Passage shown ->
Two men hold umbrellas as they walk on the tarmac of an airport
Emmanuel Macron and Xi Jinping at Tarbes airport in southwestern France earlier this week © Aurelien Morissard/Reuters

Of all the questions one could ask of president Xi Jinping’s first visit to Europe since the pandemic, the overarching one is: are China-EU relations better at the end of it than a week ago? The answer is no, on any sensible definition of what improvement would consist of. But it makes sense, too, to ask what improvement it could in principle have brought, in order to understand what opportunity was missed. 

Understanding Xi’s primary purpose is easy enough. His visits to Serbia and Hungary after France illustrate a desire to drive wedges between Europeans to forestall any consensus in favour of a tougher stance against China. Straightforward, too, are Belgrade’s and Budapest’s reasons for hosting Xi. Chinese attention offers another diplomatic leg to stand on in the face of EU pressure against their warm links with Russia. Hungary, in particular, is benefiting from Chinese investments in battery and other green tech manufacturing for the EU market.

But what did Emmanuel Macron want to achieve? Xi’s meetings in France featured pleas for the protection of automakers against Chinese “overcapacity” in electric vehicles — evidently the EU anti-subsidy investigation launched at French behest is not seen as enough. Paris managed to stave off, for now, tariffs on cognac threatened by Beijing in response. But there was no perceptible change on the divisive issue of Beijing’s supportive stance towards Russia despite its war against Ukraine.

This is thin gruel. All the more so as France appeared as demandeur, asking a bit too insistently for “balance” in trade relations. It was all too close for comfort to chancellor Olaf Scholz’s recent trip to Beijing, where he ran a similarly mercantile errand for corporate Germany.

France, however, aspires to more than Germany. Just weeks ago, Macron called for a Europe of power, one that shapes the world around it — beyond, presumably, the tariff rates for cognac. Great strategic moves are those which set the world on a different path. The missed opportunity this week was the failure to seek a grand bargain to achieve this.

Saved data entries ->
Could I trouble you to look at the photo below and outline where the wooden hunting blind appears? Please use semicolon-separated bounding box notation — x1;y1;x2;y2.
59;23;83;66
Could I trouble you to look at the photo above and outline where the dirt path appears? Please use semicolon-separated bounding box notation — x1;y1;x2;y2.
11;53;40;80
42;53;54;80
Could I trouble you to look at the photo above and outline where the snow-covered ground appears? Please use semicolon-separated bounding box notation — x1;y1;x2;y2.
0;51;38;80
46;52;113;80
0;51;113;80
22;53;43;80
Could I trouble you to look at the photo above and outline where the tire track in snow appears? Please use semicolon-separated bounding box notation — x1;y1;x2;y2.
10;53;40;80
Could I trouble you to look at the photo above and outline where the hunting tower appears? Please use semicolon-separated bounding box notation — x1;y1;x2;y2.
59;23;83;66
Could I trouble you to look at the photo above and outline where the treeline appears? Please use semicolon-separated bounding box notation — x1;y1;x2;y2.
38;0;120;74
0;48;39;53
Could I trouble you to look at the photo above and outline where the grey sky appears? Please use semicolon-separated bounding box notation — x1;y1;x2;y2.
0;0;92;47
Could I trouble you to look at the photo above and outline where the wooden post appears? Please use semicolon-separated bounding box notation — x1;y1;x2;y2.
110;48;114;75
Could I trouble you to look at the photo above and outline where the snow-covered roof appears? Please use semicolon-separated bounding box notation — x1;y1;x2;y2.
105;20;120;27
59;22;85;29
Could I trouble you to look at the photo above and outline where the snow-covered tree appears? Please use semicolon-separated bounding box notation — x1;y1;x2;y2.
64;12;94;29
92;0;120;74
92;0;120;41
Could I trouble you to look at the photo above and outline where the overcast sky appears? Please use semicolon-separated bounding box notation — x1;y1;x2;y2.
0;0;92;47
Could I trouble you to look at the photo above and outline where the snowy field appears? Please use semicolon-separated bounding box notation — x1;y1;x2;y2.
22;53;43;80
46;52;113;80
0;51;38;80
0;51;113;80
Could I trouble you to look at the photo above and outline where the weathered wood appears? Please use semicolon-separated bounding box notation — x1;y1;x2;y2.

Exercise requirements -> In the article about Xi Jinping's visit to Europe, which two countries did Xi visit after France?

Answer to the problem -> Serbia and Hungary.